* [Task details] Leaving out the images, please reproduce each line below exactly.

* [Saved entries]
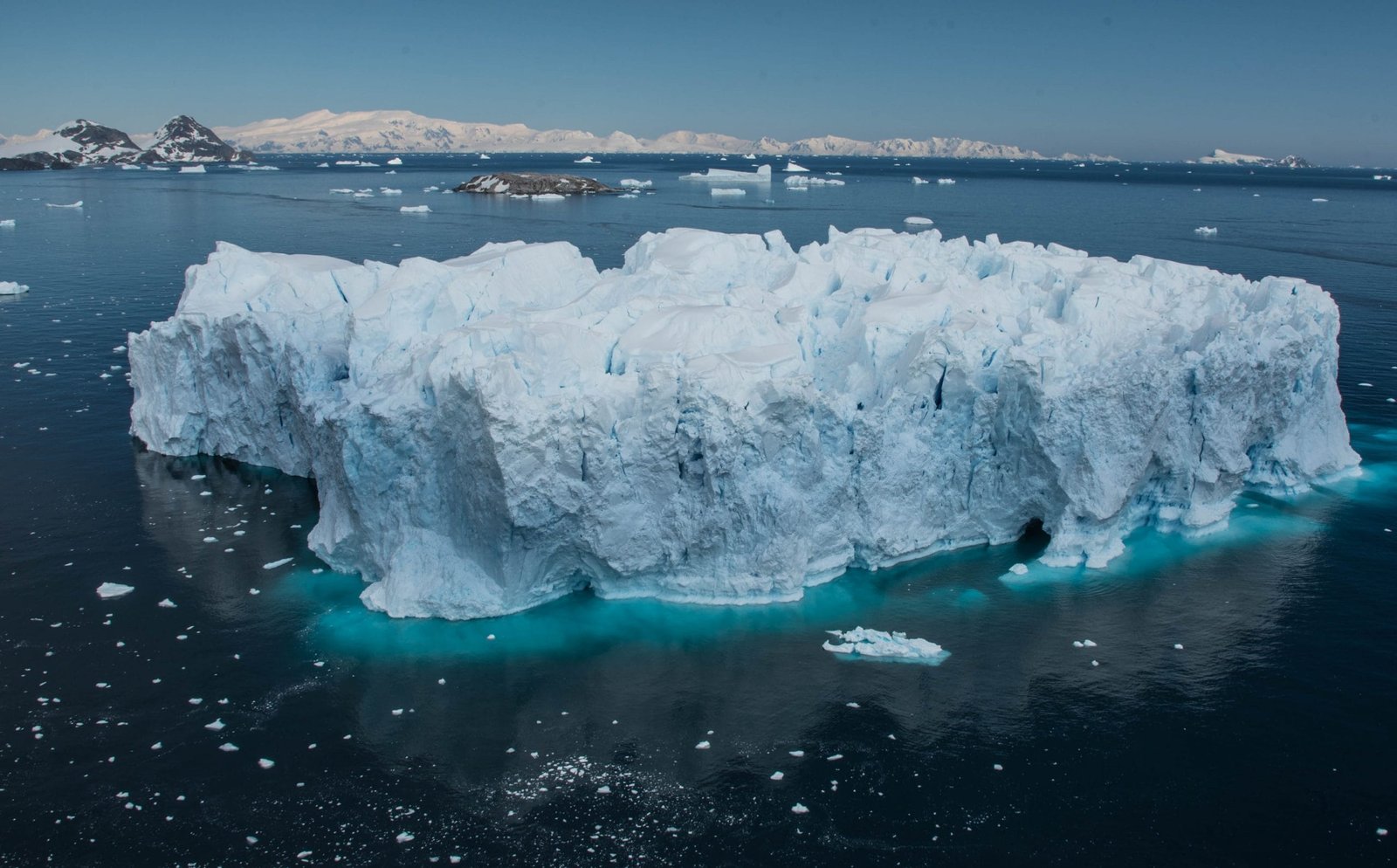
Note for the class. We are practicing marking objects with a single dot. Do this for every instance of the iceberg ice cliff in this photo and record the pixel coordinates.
(726, 418)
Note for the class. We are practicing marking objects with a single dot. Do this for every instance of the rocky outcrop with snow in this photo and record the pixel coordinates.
(726, 418)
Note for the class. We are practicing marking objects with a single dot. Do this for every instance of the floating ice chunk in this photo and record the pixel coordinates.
(109, 590)
(879, 644)
(761, 175)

* [Problem solution]
Note for the class. We are practicing marking objects with a single dot. Do this for every instance of the iceberg ice cliff in this photo and record the pixel coordinates.
(726, 418)
Note for the class. We are practicing marking objects with a single dot. Do this for every instance of the rocky outcrop with snow in this photo and record the pixel coordinates.
(726, 418)
Note for the class. We are practicing marking objects with a single dot. Do this for every instance of the floating ice chunk in this photo and record the pixel coordinates.
(109, 590)
(879, 644)
(761, 175)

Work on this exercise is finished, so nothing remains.